→ **What you should do**
If a line of the data below contains the string "negative", copy it into your answer.
◆ ◆ ◆ ◆ ◆ ◆ ◆
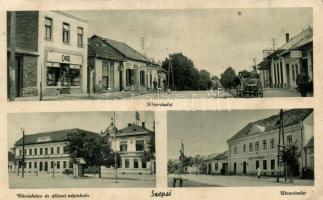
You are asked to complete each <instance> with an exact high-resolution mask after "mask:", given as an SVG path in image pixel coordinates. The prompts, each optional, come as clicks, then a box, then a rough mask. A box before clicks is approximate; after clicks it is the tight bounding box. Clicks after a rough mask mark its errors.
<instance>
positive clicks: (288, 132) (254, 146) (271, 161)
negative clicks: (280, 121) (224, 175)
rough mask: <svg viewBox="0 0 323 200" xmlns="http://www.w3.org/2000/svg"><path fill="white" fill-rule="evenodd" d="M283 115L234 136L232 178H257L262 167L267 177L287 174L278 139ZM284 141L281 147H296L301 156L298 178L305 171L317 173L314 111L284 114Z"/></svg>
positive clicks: (296, 111) (228, 145)
mask: <svg viewBox="0 0 323 200" xmlns="http://www.w3.org/2000/svg"><path fill="white" fill-rule="evenodd" d="M279 119H280V115H279V114H277V115H273V116H270V117H268V118H265V119H261V120H258V121H255V122H251V123H249V124H247V125H246V126H245V127H244V128H242V129H241V130H240V131H238V132H237V133H236V134H235V135H234V136H232V137H231V138H230V139H229V140H227V143H228V147H229V149H228V161H229V172H230V173H231V174H256V173H257V171H256V169H257V168H258V167H259V168H260V169H261V172H262V174H263V175H269V176H273V175H276V174H277V171H280V172H281V173H282V172H283V167H282V164H280V167H279V168H278V162H277V154H278V147H277V145H278V138H279ZM283 122H284V138H282V137H281V144H283V142H282V141H283V140H284V144H285V145H287V146H288V145H290V144H296V145H297V146H298V148H299V151H300V152H301V157H300V158H299V167H298V168H297V169H295V172H294V173H296V174H294V175H295V176H299V175H301V173H302V170H303V169H304V168H307V169H310V170H312V171H314V164H313V162H314V151H313V149H314V144H313V142H312V143H311V142H310V141H311V140H314V139H313V137H314V134H313V127H314V126H313V109H293V110H287V111H284V112H283Z"/></svg>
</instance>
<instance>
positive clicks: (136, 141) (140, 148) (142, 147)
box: [136, 140, 144, 151]
mask: <svg viewBox="0 0 323 200" xmlns="http://www.w3.org/2000/svg"><path fill="white" fill-rule="evenodd" d="M143 150H144V141H143V140H136V151H143Z"/></svg>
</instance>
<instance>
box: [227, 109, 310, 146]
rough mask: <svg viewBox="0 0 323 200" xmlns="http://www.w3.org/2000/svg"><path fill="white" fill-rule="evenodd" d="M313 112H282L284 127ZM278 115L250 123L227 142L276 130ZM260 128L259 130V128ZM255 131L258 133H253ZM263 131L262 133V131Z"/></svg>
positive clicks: (241, 129)
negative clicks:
◆ ◆ ◆ ◆ ◆ ◆ ◆
→ **Result of the task**
negative clicks: (280, 121) (224, 175)
negative clicks:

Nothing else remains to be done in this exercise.